## Written exercise:
Give the part of the material that opens with the line containing "Put one marker on each instance of the pavement" and runs through the end of the material as a JSON list of strings, one string per line, with blank lines left out. Leave the pictures out of your answer.

Stored dataset items:
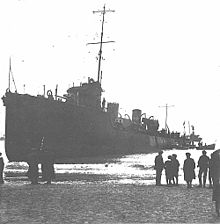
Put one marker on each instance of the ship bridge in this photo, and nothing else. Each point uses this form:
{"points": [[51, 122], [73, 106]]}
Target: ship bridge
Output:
{"points": [[87, 94]]}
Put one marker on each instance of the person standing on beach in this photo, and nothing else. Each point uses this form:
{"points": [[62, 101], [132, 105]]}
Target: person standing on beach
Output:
{"points": [[47, 166], [175, 168], [203, 165], [215, 172], [1, 169], [169, 171], [211, 170], [189, 170], [158, 166], [33, 160]]}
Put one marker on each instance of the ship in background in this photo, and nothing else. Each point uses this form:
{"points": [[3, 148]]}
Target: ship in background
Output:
{"points": [[79, 124]]}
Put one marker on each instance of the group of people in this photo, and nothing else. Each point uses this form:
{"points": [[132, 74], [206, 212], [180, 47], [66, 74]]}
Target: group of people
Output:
{"points": [[46, 159], [171, 167], [207, 166]]}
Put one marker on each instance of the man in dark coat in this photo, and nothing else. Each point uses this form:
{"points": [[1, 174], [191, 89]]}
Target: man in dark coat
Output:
{"points": [[159, 165], [169, 171], [33, 160], [189, 170], [203, 165], [175, 168], [215, 172], [1, 169], [47, 166]]}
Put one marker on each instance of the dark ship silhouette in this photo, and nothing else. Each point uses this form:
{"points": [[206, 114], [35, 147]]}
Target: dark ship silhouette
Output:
{"points": [[78, 124]]}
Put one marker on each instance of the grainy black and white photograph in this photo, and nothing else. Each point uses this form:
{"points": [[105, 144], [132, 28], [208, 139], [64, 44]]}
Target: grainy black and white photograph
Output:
{"points": [[109, 111]]}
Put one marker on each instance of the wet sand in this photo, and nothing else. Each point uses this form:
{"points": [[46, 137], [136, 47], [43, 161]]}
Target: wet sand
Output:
{"points": [[81, 200]]}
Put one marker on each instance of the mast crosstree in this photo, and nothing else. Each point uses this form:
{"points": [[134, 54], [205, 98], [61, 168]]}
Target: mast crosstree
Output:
{"points": [[101, 40]]}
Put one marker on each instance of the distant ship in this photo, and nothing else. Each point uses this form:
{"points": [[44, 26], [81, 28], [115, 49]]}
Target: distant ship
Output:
{"points": [[78, 124]]}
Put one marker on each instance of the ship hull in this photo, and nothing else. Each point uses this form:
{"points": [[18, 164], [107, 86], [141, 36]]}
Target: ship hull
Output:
{"points": [[68, 130]]}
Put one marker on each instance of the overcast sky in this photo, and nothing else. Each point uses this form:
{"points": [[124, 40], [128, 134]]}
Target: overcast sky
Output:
{"points": [[165, 52]]}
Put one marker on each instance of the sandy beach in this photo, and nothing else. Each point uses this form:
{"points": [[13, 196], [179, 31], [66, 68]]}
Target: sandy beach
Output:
{"points": [[84, 200]]}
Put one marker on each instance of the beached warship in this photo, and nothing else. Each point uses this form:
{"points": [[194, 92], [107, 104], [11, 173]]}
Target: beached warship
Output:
{"points": [[78, 124]]}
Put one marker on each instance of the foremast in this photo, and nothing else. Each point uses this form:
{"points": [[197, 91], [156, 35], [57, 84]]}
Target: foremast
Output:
{"points": [[101, 40]]}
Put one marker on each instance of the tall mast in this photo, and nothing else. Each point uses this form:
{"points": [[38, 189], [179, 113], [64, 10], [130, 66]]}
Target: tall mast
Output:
{"points": [[166, 115], [9, 75], [101, 40]]}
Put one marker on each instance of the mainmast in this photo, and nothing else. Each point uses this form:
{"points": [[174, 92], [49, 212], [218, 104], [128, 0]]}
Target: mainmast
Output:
{"points": [[101, 40]]}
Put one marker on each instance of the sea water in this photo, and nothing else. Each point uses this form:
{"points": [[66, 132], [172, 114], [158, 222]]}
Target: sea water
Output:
{"points": [[127, 169]]}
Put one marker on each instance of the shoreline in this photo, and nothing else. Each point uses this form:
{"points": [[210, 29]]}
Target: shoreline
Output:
{"points": [[104, 202]]}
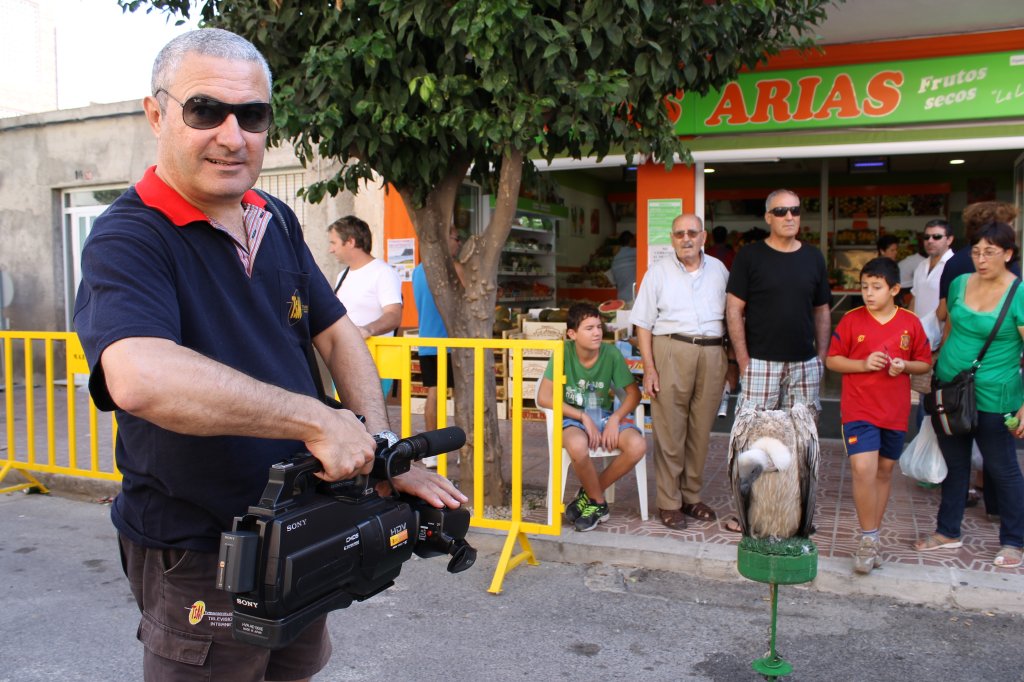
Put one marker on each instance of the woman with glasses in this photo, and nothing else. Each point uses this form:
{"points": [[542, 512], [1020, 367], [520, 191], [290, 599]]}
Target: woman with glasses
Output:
{"points": [[974, 304]]}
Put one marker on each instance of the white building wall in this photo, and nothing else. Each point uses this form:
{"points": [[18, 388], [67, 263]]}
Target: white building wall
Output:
{"points": [[103, 145]]}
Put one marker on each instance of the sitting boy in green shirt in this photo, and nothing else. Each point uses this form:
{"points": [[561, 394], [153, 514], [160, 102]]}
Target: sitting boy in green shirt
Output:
{"points": [[592, 368]]}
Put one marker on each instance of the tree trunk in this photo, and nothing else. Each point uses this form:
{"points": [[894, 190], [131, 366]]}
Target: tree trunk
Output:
{"points": [[469, 311]]}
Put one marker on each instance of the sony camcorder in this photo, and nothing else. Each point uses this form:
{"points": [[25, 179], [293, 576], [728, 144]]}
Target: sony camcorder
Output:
{"points": [[310, 547]]}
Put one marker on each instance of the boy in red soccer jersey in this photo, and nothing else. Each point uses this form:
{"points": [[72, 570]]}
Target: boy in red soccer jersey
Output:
{"points": [[876, 346]]}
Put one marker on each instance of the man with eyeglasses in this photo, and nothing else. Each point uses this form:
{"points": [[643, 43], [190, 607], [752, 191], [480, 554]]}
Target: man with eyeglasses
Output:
{"points": [[198, 309], [938, 238], [777, 312], [679, 315]]}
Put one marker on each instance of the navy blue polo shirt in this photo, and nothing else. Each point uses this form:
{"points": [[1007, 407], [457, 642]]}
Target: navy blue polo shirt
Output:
{"points": [[154, 266]]}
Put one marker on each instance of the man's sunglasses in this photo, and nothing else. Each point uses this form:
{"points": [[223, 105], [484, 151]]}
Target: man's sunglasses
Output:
{"points": [[205, 113]]}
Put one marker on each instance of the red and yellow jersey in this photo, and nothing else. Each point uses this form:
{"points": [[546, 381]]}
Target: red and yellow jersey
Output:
{"points": [[875, 396]]}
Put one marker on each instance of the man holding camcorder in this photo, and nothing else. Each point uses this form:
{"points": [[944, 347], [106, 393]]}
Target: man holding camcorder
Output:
{"points": [[199, 311]]}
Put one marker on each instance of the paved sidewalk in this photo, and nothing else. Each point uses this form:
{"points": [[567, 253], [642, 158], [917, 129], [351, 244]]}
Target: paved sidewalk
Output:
{"points": [[963, 578]]}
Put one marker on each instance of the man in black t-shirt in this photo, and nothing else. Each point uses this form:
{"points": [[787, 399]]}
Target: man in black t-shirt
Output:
{"points": [[777, 312]]}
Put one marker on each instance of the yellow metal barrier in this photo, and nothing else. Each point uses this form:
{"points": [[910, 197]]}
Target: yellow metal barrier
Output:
{"points": [[393, 357], [60, 448]]}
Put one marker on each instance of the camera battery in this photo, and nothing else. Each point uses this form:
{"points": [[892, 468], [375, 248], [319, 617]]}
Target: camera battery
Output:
{"points": [[237, 562]]}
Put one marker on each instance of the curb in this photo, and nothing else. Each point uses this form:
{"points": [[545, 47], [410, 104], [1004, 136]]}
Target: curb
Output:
{"points": [[928, 586]]}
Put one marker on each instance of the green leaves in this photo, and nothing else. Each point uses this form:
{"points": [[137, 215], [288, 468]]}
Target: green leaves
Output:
{"points": [[408, 88]]}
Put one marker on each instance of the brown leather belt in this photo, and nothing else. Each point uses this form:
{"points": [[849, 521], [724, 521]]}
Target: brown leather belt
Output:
{"points": [[699, 340]]}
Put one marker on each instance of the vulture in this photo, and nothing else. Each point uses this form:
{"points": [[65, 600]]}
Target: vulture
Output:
{"points": [[773, 468]]}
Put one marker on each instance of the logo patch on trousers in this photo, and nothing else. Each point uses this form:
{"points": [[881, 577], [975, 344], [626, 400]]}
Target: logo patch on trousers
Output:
{"points": [[196, 612]]}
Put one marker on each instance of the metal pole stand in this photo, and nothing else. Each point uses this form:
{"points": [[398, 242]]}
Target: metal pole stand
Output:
{"points": [[781, 562]]}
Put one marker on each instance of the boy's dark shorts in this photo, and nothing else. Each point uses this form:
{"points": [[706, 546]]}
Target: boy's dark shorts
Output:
{"points": [[186, 624], [866, 437], [623, 425], [428, 370]]}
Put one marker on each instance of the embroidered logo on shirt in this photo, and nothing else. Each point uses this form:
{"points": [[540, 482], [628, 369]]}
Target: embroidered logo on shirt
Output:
{"points": [[296, 308]]}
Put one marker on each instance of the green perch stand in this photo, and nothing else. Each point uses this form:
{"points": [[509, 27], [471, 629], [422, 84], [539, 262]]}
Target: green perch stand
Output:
{"points": [[780, 562]]}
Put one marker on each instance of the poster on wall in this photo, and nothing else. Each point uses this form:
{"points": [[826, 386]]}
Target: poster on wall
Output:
{"points": [[660, 213], [401, 256]]}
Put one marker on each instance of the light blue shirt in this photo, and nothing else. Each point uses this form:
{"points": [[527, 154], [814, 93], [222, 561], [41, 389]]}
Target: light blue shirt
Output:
{"points": [[672, 300]]}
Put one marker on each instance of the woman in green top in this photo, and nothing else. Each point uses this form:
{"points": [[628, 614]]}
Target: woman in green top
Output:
{"points": [[974, 303]]}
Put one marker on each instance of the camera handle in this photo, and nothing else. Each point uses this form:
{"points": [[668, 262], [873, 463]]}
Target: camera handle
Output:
{"points": [[291, 478], [287, 480]]}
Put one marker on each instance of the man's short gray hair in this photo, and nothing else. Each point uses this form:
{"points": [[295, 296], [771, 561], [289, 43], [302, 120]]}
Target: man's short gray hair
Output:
{"points": [[776, 194], [209, 42]]}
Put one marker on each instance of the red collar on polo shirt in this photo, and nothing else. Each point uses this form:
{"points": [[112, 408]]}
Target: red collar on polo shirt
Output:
{"points": [[158, 195]]}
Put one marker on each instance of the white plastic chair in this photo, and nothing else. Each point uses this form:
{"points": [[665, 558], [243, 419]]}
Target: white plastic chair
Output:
{"points": [[609, 495]]}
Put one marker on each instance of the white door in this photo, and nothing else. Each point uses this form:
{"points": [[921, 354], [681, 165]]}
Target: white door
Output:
{"points": [[81, 208]]}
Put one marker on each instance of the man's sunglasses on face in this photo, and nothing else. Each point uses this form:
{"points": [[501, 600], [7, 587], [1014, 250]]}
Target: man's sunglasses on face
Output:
{"points": [[206, 113]]}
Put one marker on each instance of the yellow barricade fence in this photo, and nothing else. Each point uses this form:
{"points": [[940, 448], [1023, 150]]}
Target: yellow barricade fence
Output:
{"points": [[55, 450], [393, 358]]}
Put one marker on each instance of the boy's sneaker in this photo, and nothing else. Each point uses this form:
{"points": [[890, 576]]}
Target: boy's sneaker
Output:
{"points": [[866, 557], [592, 514], [573, 510]]}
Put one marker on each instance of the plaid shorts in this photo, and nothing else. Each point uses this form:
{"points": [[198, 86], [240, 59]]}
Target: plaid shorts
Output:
{"points": [[778, 385]]}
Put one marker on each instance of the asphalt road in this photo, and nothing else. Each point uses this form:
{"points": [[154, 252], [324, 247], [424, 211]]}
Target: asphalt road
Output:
{"points": [[69, 615]]}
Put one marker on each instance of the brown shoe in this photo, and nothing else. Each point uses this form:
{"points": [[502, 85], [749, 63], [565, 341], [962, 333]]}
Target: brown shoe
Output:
{"points": [[672, 518]]}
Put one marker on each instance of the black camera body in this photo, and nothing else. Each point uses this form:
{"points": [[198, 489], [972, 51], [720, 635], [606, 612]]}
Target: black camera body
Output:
{"points": [[310, 547]]}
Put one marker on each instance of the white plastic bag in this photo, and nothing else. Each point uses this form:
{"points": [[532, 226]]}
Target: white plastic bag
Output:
{"points": [[922, 458]]}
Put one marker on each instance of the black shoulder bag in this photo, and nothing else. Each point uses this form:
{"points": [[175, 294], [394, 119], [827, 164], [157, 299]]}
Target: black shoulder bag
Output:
{"points": [[951, 403]]}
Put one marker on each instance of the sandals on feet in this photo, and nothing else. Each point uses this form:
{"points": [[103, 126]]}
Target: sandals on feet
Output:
{"points": [[699, 511], [935, 541], [1009, 557], [672, 518]]}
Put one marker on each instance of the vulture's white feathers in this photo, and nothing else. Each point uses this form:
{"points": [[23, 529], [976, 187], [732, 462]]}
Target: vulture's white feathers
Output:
{"points": [[773, 466]]}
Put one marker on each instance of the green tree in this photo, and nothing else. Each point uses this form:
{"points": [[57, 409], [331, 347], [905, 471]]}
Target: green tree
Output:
{"points": [[427, 91]]}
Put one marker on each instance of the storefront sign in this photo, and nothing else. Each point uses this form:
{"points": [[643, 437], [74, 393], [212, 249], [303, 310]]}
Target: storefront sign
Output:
{"points": [[660, 213], [956, 88]]}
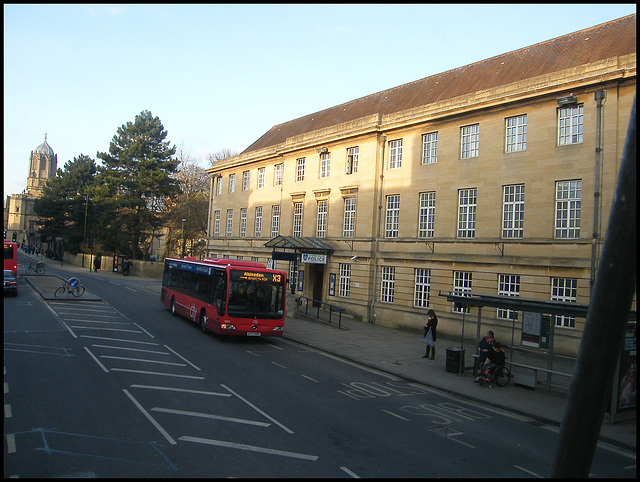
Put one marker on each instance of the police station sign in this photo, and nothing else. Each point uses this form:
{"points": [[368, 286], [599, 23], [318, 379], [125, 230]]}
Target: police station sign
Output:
{"points": [[313, 258]]}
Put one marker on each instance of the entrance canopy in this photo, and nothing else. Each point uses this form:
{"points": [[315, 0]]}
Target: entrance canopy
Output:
{"points": [[297, 243]]}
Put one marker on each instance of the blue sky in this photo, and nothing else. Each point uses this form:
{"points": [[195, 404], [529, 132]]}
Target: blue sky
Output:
{"points": [[219, 76]]}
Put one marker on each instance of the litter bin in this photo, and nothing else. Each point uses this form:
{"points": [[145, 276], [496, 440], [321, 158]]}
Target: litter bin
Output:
{"points": [[455, 360]]}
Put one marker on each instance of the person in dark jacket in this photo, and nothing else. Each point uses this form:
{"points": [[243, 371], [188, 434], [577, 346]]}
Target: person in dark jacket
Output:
{"points": [[495, 358], [430, 328]]}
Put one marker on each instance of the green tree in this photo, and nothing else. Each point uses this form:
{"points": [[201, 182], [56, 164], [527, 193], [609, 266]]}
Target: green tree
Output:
{"points": [[192, 205], [134, 183], [65, 203]]}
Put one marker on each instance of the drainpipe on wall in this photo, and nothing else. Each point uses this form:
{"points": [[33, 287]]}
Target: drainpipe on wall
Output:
{"points": [[383, 140], [600, 96]]}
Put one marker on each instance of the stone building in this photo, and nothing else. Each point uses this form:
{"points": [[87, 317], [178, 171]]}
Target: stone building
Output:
{"points": [[20, 220], [496, 177]]}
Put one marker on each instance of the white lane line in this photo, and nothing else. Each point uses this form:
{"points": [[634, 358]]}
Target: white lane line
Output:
{"points": [[526, 471], [82, 320], [143, 360], [143, 372], [361, 367], [352, 474], [118, 339], [131, 349], [150, 418], [11, 444], [184, 390], [149, 334], [251, 448], [104, 329], [395, 415], [96, 360], [258, 410], [181, 357], [210, 416]]}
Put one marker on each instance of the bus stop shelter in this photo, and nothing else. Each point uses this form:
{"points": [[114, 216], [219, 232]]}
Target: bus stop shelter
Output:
{"points": [[527, 306]]}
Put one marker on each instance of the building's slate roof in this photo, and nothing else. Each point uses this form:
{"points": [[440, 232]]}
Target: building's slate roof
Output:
{"points": [[611, 39]]}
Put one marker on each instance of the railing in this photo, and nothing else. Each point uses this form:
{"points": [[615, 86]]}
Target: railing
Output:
{"points": [[319, 304]]}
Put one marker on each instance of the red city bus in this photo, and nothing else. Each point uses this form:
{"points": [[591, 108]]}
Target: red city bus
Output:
{"points": [[11, 256], [225, 296]]}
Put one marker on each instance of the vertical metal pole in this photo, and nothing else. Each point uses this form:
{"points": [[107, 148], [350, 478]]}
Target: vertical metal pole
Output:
{"points": [[607, 317]]}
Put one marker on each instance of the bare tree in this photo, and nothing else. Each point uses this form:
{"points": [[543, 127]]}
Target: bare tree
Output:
{"points": [[223, 153]]}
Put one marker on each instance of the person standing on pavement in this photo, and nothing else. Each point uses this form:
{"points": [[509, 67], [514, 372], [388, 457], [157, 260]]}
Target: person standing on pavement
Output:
{"points": [[430, 334]]}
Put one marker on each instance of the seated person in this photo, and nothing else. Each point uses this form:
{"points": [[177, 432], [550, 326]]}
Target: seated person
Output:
{"points": [[495, 358], [484, 347]]}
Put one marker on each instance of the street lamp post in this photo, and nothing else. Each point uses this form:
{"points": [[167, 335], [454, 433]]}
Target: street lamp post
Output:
{"points": [[183, 238], [86, 209]]}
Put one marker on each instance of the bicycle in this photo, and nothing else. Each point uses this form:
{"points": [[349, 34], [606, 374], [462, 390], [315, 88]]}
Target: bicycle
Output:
{"points": [[39, 269], [72, 286]]}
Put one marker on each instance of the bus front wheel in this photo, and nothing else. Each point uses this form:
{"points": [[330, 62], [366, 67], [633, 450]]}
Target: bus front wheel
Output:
{"points": [[203, 321]]}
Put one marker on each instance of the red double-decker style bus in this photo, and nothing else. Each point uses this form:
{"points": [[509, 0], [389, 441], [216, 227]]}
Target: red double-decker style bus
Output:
{"points": [[11, 256], [225, 296]]}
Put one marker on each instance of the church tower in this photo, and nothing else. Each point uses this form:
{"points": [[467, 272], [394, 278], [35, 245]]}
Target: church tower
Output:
{"points": [[43, 165]]}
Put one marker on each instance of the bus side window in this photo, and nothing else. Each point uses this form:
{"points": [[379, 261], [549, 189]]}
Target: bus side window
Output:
{"points": [[219, 291]]}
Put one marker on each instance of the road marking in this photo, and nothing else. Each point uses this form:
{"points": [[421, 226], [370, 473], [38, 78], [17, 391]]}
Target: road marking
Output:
{"points": [[395, 415], [150, 418], [142, 360], [258, 410], [11, 444], [185, 390], [82, 320], [150, 335], [155, 373], [251, 448], [104, 329], [350, 473], [131, 349], [181, 357], [96, 360], [309, 378], [361, 367], [526, 471], [208, 415], [118, 339]]}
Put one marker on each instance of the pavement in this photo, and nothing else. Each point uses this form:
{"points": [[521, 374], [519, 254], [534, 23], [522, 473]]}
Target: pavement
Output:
{"points": [[399, 352]]}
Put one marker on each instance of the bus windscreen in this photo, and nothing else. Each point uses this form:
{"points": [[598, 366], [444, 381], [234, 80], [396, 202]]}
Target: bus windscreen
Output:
{"points": [[255, 294]]}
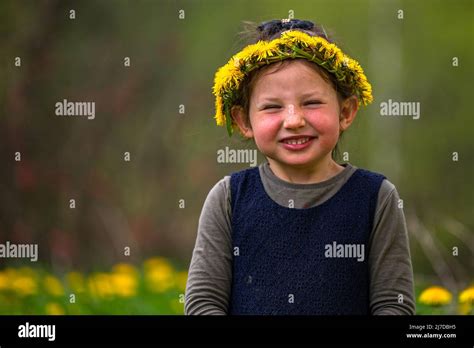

## Answer to the exercise:
[
  "Put one marker on each instance of the pavement in this photo, and nothing else. Each point uses this form:",
  "{\"points\": [[521, 374], [519, 254], [534, 23], [522, 473]]}",
  "Target: pavement",
  "Output:",
  "{\"points\": [[399, 352]]}",
  "Put one marker on each instance of the bus windscreen in this photo, and nothing else. Each point uses this form:",
  "{\"points\": [[598, 366], [444, 381], [234, 80], [396, 202]]}",
  "Target: bus windscreen",
  "Output:",
  "{\"points\": [[255, 294]]}"
]